Exercise description >> Rewrite the lines of the items below as a single numbered list, skipping any blank lines. Leave the pictures out of your answer.

Records shown >>
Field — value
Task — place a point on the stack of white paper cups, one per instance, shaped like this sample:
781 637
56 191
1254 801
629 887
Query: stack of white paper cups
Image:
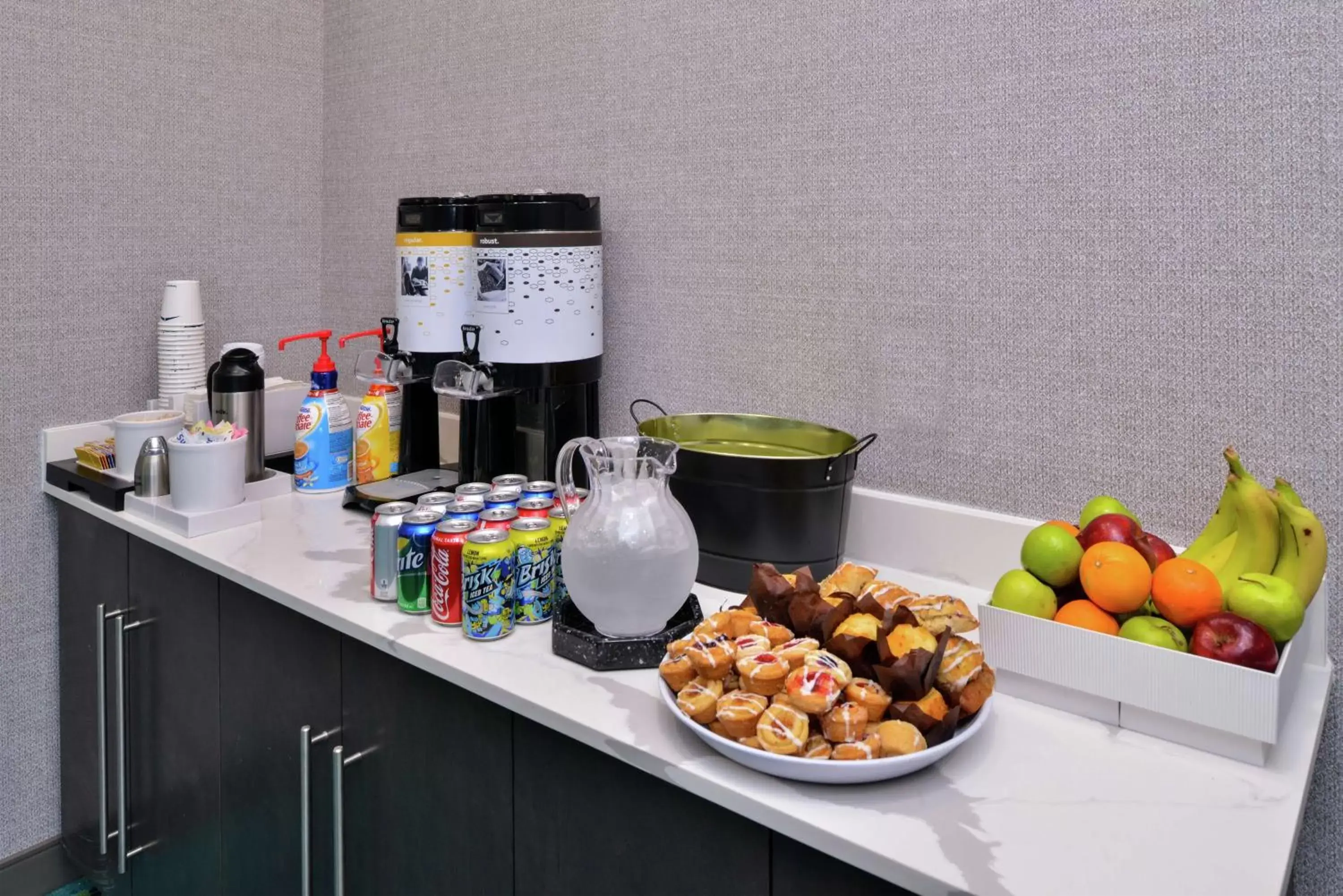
182 339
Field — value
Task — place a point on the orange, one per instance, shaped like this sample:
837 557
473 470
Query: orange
1063 525
1115 577
1084 614
1186 592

Task solution >>
1. Field — value
2. Task — place a point on the stack of white paper cups, one per instance, shaped like this sample:
3. 781 637
4. 56 191
5. 1254 801
6. 629 887
7. Query: stack of white paper cups
8. Image:
9. 182 339
10. Field — value
11. Task — place a point on the orange, one per instance, shaped like this sample:
12. 837 557
13. 473 470
14. Query: orange
15. 1063 525
16. 1115 577
17. 1084 614
18. 1186 592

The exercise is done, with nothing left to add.